Let's get them over with. Today in Washington, D.C., a group of Proud Boys and Oath Keepers, two pro-Trump paramilitary groups, gathered outside the Capitol to celebrate the January 6th pardons and to announce a new lawsuit-slash-cryptocurrency fundraising scheme.
Oh, but look, someone showed up to spoil it. Specifically, two people showed up to spoil it.
Two women showed up on their own, one with a whistle and one with a bullhorn, and they just decided that the two of them, they were not going to let the Proud Boys get through it. This fight is not over.
It's only begun. We will hold responsible to account and we will never stop fighting for the truth, for liberty and for justice.
And so also there's somebody screaming, Proud Boys. That is former Proud Boys leader Enrique Tarrio at the end of this event today.
He was actually arrested and taken away by Capitol Police for allegedly assaulting one of those women as she tried to record him with her phone. Protest comes in all shapes and sizes.
It can sometimes be a huge crowd of people in front of, you know, SpaceX headquarters or the CFPB. Sometimes it can be two women with a whistle and a bullhorn who will not give up.
Today in Asheville, North Carolina, people showed up to protest the Trump administration's firing of federal workers. They got a big crowd in Asheville at the federal courthouse there.
We're also seeing more people show up at town halls to question their members of Congress. Last night, we showed you part of a town hall that was held in Roswell, Georgia, by Republican Congressman Rich McCormick.
I want you to see a little bit more from that. Watch this.
Workers from the nuclear work group, the NNSA, our nuclear stockpile, and CDC workers working on the bird flu being fired by Doge and then having to be rehired when someone realizes, oh we need those people why are you now it is a supposedly conservative party taking such a radical and extremist and sloppy approach to this you have to do more or less in order to survive i understand trying to do more with less that's reasonable what's not reasonable is taking this chainsaw approach, which they obviously admit when they fired these people and then decided, oh, we fired the wrong people. We got to bring them back in.
Why is this being jammed down the pipe so brushed and slobbily? Crowd goes wild. So that was Roswell, Georgia last night.
This was a teletown hall, telephone town hall. Also last night, this was Republican Congresswoman Stephanie Bice of Oklahoma.
I'm a registered Republican voter, retired active army officer. How can you tell me that Doge, with some college whiz kids from a computer terminal in Washington,

D.C., without even getting out into the field after about a week or maybe two, has determined that it's okay to cut veterans' benefits? I think a couple things. Let me give you an example.
Did you know that the VA was in charge of payments for illegals for housing? Basically, the VA said... No, I'd like for you to send me...
Could you send me that reference so I could research that? Because no, I'm not aware of that. And I would tell you that that's a red herring, a false flag.
If you're throwing that kind of political stuff up, trying to cut veterans benefits, that's very alarming to me. Registered Republican voter, retired active Army officer.
That is the kind of reaction these members are facing, even from Republican voters in Republican districts. This was the scene in West Bend, Wisconsin, with Republican Congressman Scott Fitzgerald.
Watch. When will you stand up to them and say that is enough?

• **The tasks**
a: In the transcript, who was arrested by Capitol Police at the end of the event outside the Capitol?
b: Summarize the transcript in two sentences.
c: List every Republican member of Congress named in the transcript.

• **Supplied material**

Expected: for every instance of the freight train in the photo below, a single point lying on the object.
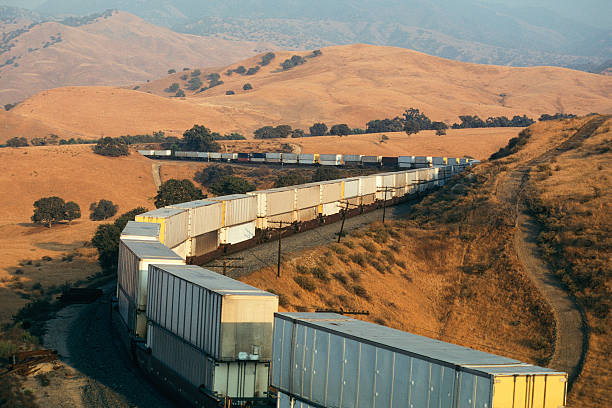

• **Answers given**
a: Former Proud Boys leader Enrique Tarrio.

b: Two women with a whistle and a bullhorn disrupted a gathering of Proud Boys and Oath Keepers outside the Capitol, and former Proud Boys leader Enrique Tarrio was arrested for allegedly assaulting one of them. The transcript also covers a protest in Asheville, North Carolina, against the firing of federal workers, and town halls where Republican members of Congress faced pointed questions, even from Republican voters.

c: Rich McCormick, Stephanie Bice, Scott Fitzgerald